_Records supplied:_

=-=-=-=-=

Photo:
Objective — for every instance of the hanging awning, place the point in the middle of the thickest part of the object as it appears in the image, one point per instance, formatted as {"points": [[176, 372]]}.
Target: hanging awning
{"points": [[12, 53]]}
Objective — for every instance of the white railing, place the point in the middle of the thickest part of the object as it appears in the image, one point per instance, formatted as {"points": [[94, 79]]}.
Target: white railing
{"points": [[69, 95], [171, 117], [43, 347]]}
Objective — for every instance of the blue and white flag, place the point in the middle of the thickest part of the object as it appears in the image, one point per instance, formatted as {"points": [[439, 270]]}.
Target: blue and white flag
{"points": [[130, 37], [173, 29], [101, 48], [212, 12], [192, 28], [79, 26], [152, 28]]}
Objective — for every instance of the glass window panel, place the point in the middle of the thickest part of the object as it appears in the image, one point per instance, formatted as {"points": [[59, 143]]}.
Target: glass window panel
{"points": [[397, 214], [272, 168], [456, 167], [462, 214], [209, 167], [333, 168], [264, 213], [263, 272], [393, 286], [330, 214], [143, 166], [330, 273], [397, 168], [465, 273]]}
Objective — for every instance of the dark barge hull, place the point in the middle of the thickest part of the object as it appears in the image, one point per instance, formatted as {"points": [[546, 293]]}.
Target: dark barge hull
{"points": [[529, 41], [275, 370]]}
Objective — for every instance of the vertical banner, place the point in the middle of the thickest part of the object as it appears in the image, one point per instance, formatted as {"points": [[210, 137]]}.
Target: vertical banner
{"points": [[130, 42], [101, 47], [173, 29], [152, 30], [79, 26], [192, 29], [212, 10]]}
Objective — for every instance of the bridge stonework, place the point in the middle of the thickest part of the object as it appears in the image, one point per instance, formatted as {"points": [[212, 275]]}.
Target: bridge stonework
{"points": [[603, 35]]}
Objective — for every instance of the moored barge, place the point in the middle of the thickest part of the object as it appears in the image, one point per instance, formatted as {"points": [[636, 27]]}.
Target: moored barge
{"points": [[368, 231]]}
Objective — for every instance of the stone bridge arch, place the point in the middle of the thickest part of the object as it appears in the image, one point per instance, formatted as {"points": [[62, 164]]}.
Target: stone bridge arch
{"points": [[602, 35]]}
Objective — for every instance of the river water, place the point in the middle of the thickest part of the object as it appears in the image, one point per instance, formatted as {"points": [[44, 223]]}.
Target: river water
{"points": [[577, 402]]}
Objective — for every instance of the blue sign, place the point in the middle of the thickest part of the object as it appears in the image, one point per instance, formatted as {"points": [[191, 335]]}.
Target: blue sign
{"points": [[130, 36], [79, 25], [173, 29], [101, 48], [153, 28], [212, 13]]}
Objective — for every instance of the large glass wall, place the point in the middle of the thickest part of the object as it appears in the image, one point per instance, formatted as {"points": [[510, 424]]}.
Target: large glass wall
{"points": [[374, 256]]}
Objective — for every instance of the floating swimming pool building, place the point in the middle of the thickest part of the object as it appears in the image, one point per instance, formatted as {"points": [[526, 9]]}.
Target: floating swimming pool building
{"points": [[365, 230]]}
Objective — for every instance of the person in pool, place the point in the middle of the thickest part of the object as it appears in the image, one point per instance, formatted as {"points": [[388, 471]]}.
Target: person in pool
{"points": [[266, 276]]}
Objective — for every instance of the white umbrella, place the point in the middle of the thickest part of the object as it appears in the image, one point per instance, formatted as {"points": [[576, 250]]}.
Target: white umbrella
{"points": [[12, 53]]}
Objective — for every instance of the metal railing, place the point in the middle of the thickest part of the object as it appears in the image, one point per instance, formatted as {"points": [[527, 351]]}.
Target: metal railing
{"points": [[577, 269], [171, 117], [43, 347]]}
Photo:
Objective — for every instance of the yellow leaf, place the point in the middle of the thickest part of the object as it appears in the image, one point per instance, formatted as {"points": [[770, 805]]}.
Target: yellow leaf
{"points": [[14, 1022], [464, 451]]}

=-=-=-=-=

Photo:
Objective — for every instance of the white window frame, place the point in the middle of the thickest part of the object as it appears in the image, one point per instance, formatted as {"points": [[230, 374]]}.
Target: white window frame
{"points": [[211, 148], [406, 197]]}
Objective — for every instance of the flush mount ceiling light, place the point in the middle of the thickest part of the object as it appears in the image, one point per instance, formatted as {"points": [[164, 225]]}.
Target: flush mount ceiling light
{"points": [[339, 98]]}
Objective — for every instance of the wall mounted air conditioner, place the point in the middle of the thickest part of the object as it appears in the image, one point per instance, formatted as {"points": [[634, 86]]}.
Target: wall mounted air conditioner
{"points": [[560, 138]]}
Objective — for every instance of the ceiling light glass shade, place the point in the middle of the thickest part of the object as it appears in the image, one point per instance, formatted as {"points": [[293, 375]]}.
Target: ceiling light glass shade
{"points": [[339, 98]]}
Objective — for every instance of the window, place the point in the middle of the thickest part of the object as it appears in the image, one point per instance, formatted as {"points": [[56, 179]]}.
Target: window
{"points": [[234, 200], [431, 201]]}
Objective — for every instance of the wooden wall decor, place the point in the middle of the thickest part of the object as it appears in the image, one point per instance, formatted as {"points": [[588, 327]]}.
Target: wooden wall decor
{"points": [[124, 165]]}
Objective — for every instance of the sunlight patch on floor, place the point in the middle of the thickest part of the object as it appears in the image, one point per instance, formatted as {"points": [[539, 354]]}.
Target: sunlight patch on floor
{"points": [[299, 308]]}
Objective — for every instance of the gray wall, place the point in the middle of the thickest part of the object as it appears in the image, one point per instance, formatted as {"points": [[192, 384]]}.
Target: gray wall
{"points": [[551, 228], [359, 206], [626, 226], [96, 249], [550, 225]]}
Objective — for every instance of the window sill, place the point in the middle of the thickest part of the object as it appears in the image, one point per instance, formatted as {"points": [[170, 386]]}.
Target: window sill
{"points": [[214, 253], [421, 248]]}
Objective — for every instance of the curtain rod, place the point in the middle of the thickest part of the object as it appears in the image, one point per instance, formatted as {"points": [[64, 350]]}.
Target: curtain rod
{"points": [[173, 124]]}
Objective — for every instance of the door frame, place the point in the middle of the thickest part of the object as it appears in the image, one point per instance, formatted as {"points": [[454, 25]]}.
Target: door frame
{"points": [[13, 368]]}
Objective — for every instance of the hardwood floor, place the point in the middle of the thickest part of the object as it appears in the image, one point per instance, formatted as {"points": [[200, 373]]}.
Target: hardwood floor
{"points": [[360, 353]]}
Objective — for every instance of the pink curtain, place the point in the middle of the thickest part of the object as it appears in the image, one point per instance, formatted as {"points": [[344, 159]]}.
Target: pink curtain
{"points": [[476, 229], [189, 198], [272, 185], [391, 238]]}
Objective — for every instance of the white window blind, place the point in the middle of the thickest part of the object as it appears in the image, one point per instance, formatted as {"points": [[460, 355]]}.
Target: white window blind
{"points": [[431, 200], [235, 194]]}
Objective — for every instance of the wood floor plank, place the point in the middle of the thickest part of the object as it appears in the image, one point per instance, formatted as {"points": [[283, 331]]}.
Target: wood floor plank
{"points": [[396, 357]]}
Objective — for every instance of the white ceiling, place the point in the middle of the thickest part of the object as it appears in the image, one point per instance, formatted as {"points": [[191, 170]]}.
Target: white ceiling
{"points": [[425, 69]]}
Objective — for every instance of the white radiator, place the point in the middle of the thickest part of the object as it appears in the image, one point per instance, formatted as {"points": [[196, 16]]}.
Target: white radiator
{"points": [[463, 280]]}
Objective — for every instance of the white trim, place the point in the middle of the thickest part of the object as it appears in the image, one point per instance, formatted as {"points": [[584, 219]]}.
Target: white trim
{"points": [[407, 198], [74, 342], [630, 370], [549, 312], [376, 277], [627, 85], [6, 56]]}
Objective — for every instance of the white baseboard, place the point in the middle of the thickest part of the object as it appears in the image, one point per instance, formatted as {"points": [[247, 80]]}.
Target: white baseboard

=-=-=-=-=

_Stated exercise:_
How many lines in the items above contain the string "shade"? Tally them and reply with the number alone.

_Output below:_
2